» Source material

------------

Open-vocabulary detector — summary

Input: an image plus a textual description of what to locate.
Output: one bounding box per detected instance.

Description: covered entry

------------

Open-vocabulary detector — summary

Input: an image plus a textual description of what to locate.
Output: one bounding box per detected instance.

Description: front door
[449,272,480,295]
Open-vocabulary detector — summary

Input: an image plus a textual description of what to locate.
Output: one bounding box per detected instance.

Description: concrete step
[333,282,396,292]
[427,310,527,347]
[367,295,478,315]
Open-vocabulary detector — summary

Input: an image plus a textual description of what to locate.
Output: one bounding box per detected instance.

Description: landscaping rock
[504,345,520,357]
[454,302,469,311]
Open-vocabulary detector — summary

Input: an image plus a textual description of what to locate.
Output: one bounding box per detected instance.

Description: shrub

------------

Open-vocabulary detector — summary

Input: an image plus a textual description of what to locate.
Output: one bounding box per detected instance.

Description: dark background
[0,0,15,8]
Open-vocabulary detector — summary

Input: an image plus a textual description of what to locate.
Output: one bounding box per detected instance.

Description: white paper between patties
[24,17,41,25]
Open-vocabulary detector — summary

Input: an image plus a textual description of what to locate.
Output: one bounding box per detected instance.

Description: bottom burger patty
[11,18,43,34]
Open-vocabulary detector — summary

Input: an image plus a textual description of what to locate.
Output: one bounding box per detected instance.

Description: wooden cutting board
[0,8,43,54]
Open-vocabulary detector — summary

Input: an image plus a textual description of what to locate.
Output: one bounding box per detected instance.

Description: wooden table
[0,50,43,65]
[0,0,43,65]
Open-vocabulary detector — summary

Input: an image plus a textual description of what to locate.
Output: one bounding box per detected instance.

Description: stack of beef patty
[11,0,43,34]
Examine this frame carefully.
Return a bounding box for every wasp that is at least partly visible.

------------

» To do
Print, without any change, the lines that begin with the one containing "Examine this frame carefully." and end with the one containing "Return a bounding", including both of those lines.

» Result for this exercise
Examine this frame carefully.
Return a bounding box for every wasp that is at least partly visible.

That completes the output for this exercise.